--- JOB ---
Retype, without alteration, each line from the line containing "of the person" to the final line of the records.

--- DATA SHOWN ---
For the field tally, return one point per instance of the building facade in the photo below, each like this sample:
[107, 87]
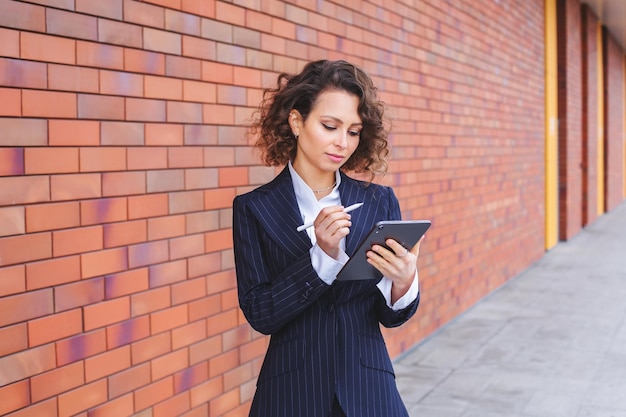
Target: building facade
[123, 143]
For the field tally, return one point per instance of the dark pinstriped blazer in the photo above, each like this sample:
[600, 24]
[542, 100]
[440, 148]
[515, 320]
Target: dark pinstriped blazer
[325, 340]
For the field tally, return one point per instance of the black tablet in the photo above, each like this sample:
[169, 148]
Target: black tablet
[405, 232]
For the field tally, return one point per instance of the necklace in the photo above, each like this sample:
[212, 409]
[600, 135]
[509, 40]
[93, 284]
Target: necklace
[321, 190]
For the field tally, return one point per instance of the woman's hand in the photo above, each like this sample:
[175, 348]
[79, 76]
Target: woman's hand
[331, 225]
[398, 264]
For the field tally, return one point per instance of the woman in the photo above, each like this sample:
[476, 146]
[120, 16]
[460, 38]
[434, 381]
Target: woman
[326, 355]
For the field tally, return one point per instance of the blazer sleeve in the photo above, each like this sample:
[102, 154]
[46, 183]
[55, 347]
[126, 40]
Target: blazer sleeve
[386, 315]
[269, 299]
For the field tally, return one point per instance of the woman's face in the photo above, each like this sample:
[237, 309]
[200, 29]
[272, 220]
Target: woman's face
[328, 137]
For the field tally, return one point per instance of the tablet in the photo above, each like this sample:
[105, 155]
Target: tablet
[405, 232]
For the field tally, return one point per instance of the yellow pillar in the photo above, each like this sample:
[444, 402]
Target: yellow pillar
[600, 175]
[551, 128]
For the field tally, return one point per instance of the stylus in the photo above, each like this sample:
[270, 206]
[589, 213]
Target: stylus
[346, 210]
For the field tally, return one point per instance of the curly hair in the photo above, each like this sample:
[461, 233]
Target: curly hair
[300, 91]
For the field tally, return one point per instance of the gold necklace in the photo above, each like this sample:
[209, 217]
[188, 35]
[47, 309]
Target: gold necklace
[325, 189]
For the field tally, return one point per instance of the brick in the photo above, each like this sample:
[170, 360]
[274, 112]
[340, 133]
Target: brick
[218, 114]
[75, 186]
[9, 43]
[200, 178]
[163, 88]
[52, 216]
[78, 294]
[169, 364]
[55, 327]
[128, 331]
[149, 301]
[104, 210]
[126, 283]
[205, 8]
[73, 241]
[92, 106]
[199, 91]
[125, 233]
[25, 248]
[205, 392]
[107, 363]
[23, 132]
[111, 9]
[186, 246]
[80, 347]
[186, 202]
[154, 393]
[106, 313]
[122, 133]
[74, 133]
[150, 348]
[164, 134]
[188, 334]
[50, 160]
[122, 406]
[48, 104]
[71, 25]
[26, 364]
[14, 396]
[47, 48]
[11, 161]
[104, 262]
[145, 110]
[148, 253]
[52, 272]
[83, 398]
[166, 227]
[129, 380]
[102, 159]
[23, 16]
[123, 183]
[144, 62]
[162, 41]
[10, 102]
[166, 180]
[45, 408]
[147, 206]
[144, 14]
[182, 67]
[70, 78]
[12, 221]
[179, 112]
[167, 273]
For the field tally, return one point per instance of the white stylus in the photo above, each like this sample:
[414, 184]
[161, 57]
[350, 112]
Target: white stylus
[346, 210]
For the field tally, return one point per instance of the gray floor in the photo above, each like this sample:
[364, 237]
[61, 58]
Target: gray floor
[549, 343]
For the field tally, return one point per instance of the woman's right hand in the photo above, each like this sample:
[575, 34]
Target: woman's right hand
[331, 225]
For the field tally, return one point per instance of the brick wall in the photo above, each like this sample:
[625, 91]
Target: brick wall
[590, 125]
[615, 128]
[122, 147]
[570, 107]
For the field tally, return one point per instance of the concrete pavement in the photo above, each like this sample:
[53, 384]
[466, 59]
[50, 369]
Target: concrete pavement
[551, 342]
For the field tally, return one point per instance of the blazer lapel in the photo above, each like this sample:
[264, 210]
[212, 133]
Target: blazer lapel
[363, 218]
[278, 212]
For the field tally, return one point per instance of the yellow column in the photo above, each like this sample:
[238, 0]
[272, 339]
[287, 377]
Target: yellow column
[600, 175]
[551, 128]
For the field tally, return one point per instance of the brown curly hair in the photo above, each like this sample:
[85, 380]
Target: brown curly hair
[275, 138]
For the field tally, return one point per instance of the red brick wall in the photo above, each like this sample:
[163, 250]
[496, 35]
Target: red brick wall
[122, 147]
[589, 115]
[615, 127]
[570, 109]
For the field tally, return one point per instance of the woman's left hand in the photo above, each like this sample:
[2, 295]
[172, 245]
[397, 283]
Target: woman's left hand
[398, 264]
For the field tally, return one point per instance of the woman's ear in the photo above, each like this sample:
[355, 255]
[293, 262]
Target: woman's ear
[295, 122]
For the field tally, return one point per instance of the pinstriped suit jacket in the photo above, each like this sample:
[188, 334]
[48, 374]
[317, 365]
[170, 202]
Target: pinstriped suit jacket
[325, 340]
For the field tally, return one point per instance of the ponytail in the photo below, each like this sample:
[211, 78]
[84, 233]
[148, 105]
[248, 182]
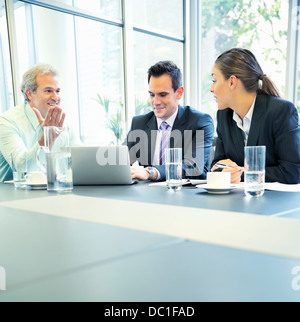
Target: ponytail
[243, 64]
[268, 86]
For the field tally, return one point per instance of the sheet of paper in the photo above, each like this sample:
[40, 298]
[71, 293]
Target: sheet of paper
[184, 183]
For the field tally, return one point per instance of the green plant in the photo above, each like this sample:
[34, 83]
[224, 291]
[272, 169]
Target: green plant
[114, 116]
[142, 107]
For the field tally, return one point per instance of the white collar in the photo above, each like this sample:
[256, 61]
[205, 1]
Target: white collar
[170, 120]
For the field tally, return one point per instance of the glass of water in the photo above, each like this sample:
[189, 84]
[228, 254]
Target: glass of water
[255, 163]
[173, 163]
[19, 173]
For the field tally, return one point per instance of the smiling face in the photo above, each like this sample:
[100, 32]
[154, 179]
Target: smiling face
[46, 95]
[164, 100]
[221, 88]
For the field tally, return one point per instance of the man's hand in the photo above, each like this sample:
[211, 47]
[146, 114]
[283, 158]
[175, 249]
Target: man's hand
[235, 170]
[54, 117]
[141, 173]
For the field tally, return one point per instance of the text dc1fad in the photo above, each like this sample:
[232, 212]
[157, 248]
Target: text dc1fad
[151, 312]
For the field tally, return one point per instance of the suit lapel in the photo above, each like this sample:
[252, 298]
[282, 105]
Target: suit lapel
[237, 138]
[257, 119]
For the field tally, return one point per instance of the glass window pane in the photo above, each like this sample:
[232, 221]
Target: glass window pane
[109, 8]
[100, 71]
[166, 15]
[248, 24]
[88, 56]
[6, 91]
[148, 50]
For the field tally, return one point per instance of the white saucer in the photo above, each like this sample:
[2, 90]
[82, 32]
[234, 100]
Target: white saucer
[37, 186]
[217, 191]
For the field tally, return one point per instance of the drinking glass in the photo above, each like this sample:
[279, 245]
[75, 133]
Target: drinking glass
[173, 163]
[255, 162]
[58, 159]
[19, 173]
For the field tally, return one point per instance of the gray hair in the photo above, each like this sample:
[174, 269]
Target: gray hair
[29, 78]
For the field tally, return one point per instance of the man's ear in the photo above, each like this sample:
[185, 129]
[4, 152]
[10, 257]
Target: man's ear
[180, 93]
[233, 81]
[29, 94]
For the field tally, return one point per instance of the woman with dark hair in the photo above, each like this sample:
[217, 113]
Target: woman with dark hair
[250, 112]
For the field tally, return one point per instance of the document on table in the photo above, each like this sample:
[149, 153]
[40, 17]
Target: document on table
[282, 187]
[185, 182]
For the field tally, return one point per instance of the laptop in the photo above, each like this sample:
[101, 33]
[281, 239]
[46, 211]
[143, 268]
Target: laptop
[101, 165]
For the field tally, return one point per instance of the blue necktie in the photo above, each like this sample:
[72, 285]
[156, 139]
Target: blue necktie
[165, 137]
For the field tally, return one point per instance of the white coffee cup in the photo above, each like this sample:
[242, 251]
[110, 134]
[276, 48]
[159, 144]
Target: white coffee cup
[218, 180]
[36, 178]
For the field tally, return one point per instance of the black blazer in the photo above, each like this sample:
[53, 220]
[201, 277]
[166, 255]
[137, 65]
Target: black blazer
[196, 142]
[274, 124]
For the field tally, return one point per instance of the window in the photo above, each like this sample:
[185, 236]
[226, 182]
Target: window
[87, 46]
[257, 25]
[6, 90]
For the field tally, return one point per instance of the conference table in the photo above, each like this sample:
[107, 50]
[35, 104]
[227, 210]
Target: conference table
[142, 243]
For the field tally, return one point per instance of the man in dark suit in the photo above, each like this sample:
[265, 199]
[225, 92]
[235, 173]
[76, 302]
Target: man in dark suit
[183, 127]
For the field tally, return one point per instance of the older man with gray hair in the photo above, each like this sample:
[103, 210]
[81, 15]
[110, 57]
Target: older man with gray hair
[21, 127]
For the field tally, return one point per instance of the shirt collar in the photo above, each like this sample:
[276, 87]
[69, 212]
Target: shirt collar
[245, 124]
[31, 116]
[170, 120]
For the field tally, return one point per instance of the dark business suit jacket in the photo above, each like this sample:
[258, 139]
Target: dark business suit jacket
[141, 140]
[274, 124]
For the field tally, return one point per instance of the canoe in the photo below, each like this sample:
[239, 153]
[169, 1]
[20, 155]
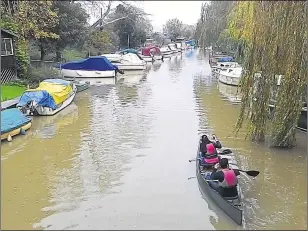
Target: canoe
[13, 122]
[233, 207]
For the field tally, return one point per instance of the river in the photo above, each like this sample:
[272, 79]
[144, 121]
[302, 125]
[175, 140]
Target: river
[117, 158]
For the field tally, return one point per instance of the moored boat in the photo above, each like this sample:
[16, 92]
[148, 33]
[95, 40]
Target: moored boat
[165, 50]
[232, 206]
[126, 60]
[151, 53]
[230, 76]
[13, 122]
[92, 67]
[49, 98]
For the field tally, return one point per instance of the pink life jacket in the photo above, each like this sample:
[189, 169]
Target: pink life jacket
[230, 179]
[211, 156]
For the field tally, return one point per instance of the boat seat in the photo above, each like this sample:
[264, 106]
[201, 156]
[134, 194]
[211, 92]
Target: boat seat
[231, 198]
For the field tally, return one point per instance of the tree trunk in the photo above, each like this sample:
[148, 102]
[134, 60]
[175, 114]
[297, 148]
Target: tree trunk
[42, 52]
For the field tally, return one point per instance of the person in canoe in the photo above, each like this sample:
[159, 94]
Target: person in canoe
[227, 179]
[208, 150]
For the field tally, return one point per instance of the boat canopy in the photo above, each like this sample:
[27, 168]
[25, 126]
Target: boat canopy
[125, 51]
[225, 59]
[12, 119]
[147, 51]
[50, 93]
[41, 97]
[58, 81]
[95, 63]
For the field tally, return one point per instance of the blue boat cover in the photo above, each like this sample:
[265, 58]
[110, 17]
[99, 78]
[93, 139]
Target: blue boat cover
[58, 81]
[95, 63]
[128, 51]
[12, 119]
[41, 97]
[225, 59]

--- RESULT OF THE TASK ---
For the field tally, return one point per instance of the person in canoe in the photo above, each like this sample:
[159, 94]
Target: person in canoe
[227, 179]
[208, 150]
For the field tally, return one point per instance of the boat canopy in the photo above, each like this sample:
[27, 168]
[25, 126]
Target: boat canopy
[125, 51]
[225, 59]
[12, 119]
[147, 51]
[50, 93]
[41, 97]
[58, 81]
[95, 63]
For the field tally, return one point per instance of the blue boat cover in the photo above, each like this sample:
[265, 58]
[110, 17]
[99, 78]
[93, 139]
Target: blue boat cover
[58, 81]
[95, 63]
[128, 51]
[12, 119]
[41, 97]
[225, 59]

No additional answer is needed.